Written problem: Edit the listing below so that every occurrence of "a single dot" reads "one marker", and leave everything else unchanged.

────────────────

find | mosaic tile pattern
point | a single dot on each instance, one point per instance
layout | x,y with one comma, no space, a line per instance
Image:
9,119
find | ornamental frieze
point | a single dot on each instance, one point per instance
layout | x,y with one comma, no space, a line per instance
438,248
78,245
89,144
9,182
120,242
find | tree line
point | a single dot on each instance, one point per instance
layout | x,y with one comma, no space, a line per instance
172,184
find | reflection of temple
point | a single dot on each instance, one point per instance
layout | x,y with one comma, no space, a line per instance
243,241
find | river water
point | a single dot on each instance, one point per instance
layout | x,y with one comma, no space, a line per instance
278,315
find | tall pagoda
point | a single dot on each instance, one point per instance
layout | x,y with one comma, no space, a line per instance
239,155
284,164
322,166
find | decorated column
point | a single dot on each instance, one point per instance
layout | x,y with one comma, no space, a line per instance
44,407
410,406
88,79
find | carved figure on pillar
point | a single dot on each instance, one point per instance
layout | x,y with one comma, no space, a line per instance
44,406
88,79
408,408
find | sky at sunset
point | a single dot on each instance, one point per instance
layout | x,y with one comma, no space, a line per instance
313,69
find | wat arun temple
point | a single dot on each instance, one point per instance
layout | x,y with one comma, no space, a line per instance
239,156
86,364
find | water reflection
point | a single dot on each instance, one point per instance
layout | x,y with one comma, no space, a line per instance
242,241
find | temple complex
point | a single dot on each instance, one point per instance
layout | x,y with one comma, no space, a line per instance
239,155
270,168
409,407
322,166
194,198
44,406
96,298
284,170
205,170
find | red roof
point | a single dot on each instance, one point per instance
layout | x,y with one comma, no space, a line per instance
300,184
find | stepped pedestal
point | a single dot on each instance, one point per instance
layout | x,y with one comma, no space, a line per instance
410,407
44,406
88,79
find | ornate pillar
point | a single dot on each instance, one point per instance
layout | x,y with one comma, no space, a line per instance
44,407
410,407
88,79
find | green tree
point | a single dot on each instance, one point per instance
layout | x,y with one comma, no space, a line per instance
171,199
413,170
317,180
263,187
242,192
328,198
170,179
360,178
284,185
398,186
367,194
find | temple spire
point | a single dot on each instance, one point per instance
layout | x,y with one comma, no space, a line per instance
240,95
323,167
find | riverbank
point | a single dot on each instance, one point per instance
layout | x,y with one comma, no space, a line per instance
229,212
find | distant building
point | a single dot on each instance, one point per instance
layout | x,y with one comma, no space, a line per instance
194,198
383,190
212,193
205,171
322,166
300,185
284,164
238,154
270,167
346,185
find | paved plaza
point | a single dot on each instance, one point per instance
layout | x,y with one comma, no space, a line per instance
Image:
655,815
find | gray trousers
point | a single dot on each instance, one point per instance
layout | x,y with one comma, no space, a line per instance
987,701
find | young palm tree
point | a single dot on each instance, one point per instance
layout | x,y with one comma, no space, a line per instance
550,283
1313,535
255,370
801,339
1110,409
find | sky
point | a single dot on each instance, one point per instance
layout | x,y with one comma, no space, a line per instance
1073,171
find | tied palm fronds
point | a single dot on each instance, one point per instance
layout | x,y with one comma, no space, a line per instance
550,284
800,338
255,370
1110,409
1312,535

────────────────

Result of the exercise:
find | mosaic tile pattern
point | one marker on each instance, one point per instance
layout | x,y with one comma, no space, a line per instance
Image:
9,119
find | ornamental frieze
point | one marker on each instance, one point per instance
layout | x,y with one comma, no space, a line per instance
438,248
78,245
89,144
9,182
120,242
find | tree line
point | one marker on each instance, one point per instance
layout | x,y with one comma, no space, a line per instance
172,184
find | reflection of temple
point | one marker on each instance, one point per instance
layout | x,y with one comma, no space, a line per instance
243,241
find | river water
point | one marker on each instance, one point per instance
layout | x,y with one comma, no space, a line per instance
278,315
find | tall pagoda
point | one marker on each instance, one point per instance
layout | x,y with one comma, no space, a line per instance
239,155
284,164
322,166
find | decorated column
point | one marker on each instance, one point per instance
layout | x,y with one comma, no space, a line per instance
44,407
410,406
88,79
find | carved figure on pillar
point | one marker on each instance, one point per instance
layout | x,y with one comma, no space, a line per instance
44,406
88,79
408,408
find | sky at sunset
point | one marker on each instance, one point per instance
layout | x,y with one comma, no space, a line per instance
313,69
find | wat arun temple
point | one marker on each instance, one point per instance
layout | x,y with one comma, no space, a line per instance
239,156
86,364
find | water reflection
point | one marker on each instance, one point per instance
layout | x,y with one comma, no space, a line per instance
242,241
find | temple complex
point | one marker on each instance, one point per instance
layout | x,y with one comma, no space, a line per instance
239,155
270,168
409,407
322,166
194,198
44,406
96,298
284,170
205,170
find | red roof
point | one marker on each instance, one point per instance
layout | x,y with one comma, no space, a line per instance
300,184
find | stepped pedestal
point | one marker on each instance, one point per instance
layout | x,y with one comma, no space, a line per instance
410,407
44,406
88,79
find | ornate pillar
point | one marker on each instance, one point per instance
layout | x,y with one comma, no space, a line per instance
44,407
410,407
88,79
find | green tree
point | one marker on each instance, one point per instance
layout | x,y with one comma, no space, a line per instance
171,199
413,170
317,180
263,187
242,192
328,198
170,179
360,178
284,185
398,186
367,194
find | temple spire
point | one marker on each instance, one point per instance
layout | x,y with one comma, no space, a line per instance
240,95
323,167
find | riverbank
point | one marker on each instance, one point per instance
layout | x,y with one comma, no space, a line per instance
229,212
find | distant building
point | one marker on each instance, one point per instance
layout | x,y with one comma, no space, a line per instance
194,198
383,190
212,193
205,171
322,166
300,185
284,164
238,154
270,167
346,185
find | paved plaza
point | one marker on each instance, one point per instance
layout | x,y with one comma, no space, a line per instance
Image:
655,815
find | gray trousers
point | one marker on each instance, one point per instance
layout | x,y with one comma, no space, a line per instance
987,701
find | young palm tree
point | one marker on each instance, one point per instance
layout | x,y with one comma, no space, a line per instance
550,283
1313,535
255,370
801,339
1110,409
find | sky
point | one marker on each instance, one point per instance
layout | x,y with one comma, no space, a line per instance
1073,171
find | tied palm fronds
point | one marker on each instance, one point per instance
layout | x,y with one comma, no space, a line per instance
550,284
800,338
255,370
1110,409
1312,535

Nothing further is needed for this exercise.